* _EXERCISE AIM_
Each line from the first down to the one containing "Where can the dark locs" should be returned exactly as it appears below.

Records from a dataset
↓↓↓

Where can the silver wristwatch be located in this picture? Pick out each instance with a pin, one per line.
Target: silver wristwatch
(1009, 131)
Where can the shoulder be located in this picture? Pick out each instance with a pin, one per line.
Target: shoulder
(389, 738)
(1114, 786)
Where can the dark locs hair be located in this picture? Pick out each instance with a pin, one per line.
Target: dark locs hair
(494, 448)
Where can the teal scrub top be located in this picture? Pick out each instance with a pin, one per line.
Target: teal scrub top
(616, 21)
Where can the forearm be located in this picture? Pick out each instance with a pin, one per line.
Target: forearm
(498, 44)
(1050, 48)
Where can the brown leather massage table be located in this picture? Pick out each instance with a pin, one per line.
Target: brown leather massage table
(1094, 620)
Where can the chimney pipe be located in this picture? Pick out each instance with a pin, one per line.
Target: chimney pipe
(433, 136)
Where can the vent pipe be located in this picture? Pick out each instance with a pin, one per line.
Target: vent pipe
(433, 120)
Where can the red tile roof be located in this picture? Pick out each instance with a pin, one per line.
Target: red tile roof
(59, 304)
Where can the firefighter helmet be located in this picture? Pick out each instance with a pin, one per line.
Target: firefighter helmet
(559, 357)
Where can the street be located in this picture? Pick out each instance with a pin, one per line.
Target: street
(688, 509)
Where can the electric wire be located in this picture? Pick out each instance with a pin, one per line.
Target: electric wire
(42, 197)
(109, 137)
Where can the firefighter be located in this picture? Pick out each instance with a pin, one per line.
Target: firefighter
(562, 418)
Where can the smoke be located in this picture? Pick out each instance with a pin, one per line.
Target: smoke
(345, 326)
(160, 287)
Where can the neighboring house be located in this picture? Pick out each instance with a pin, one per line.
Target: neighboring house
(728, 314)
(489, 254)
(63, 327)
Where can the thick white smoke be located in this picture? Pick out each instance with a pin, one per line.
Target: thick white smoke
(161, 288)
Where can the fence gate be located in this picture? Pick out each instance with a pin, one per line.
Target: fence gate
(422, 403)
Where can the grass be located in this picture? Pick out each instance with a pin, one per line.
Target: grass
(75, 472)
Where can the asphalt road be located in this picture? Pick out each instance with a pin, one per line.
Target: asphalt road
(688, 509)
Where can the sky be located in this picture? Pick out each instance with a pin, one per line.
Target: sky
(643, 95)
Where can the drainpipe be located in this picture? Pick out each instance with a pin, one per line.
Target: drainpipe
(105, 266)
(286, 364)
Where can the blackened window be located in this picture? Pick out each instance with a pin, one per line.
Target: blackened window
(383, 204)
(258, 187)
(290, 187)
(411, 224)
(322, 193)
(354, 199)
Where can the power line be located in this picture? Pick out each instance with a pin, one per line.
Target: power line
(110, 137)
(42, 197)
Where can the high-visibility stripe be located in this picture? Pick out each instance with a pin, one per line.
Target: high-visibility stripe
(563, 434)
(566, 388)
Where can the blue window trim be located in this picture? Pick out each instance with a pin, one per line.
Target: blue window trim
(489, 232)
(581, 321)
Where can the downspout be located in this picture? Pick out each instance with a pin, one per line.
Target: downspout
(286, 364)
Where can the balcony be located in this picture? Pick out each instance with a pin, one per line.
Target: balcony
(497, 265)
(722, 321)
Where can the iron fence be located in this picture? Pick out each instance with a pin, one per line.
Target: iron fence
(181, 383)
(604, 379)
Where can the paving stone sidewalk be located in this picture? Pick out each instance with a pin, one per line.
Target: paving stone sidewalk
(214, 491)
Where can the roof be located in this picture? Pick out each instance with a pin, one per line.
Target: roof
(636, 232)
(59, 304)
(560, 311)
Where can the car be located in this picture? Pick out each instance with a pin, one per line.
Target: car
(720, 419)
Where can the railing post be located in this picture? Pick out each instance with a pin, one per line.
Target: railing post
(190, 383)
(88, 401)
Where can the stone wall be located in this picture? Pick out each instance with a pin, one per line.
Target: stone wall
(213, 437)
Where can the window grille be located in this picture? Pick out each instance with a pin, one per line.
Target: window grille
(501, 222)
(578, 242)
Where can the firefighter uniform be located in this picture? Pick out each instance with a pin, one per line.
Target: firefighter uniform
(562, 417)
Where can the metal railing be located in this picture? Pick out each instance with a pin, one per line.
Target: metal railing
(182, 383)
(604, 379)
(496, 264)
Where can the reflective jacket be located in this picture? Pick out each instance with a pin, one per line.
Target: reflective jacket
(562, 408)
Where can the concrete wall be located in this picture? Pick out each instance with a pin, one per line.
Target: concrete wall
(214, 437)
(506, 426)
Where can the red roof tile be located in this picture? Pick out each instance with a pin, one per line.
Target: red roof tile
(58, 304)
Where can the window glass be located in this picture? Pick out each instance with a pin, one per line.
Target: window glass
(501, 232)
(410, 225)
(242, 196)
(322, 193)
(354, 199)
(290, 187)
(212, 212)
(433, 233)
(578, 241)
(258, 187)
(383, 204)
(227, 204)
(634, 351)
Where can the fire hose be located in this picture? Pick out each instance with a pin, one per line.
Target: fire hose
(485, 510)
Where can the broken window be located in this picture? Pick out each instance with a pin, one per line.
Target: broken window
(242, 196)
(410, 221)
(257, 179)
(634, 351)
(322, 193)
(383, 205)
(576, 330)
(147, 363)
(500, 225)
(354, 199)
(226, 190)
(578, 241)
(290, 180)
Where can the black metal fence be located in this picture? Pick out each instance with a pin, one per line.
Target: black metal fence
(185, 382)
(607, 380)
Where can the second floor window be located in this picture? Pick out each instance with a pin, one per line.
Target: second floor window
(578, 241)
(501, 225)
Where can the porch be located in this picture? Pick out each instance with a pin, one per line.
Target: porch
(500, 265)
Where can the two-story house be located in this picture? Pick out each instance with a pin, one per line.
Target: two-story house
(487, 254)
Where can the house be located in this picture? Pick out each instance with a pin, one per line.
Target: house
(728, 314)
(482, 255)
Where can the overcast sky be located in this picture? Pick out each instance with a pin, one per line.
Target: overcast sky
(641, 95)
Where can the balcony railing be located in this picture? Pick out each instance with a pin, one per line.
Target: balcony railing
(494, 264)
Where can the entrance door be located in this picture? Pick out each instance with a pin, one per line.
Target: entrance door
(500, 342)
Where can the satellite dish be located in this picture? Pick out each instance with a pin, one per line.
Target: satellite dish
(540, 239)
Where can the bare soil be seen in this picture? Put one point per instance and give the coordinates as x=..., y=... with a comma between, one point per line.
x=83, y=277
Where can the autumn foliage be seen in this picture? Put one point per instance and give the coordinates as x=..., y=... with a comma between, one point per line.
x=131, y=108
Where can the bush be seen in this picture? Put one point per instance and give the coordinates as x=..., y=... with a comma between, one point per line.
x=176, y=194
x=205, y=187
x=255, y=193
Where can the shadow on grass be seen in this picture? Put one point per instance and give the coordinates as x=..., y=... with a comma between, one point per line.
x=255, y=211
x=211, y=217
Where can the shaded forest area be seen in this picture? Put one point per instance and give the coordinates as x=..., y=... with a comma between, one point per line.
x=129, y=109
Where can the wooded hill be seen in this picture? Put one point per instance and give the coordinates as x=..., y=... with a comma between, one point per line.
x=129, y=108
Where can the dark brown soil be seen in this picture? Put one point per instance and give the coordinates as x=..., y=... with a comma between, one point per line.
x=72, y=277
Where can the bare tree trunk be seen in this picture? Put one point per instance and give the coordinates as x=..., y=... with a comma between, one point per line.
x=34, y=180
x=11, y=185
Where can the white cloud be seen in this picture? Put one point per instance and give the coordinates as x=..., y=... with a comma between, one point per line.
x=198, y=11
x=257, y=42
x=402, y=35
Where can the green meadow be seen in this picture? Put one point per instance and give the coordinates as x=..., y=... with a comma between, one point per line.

↑↑↑

* _TASK ANSWER_
Where can the silver wristwatch be located in this picture? Pick out each instance with a pin, one per line.
Target: silver wristwatch
(1009, 131)
Where can the shoulder be located in this picture? Pick out each instance with a pin, one per line.
Target: shoulder
(389, 738)
(1114, 786)
Where can the dark locs hair be located in this picture? Pick out each instance with a pin, one per line.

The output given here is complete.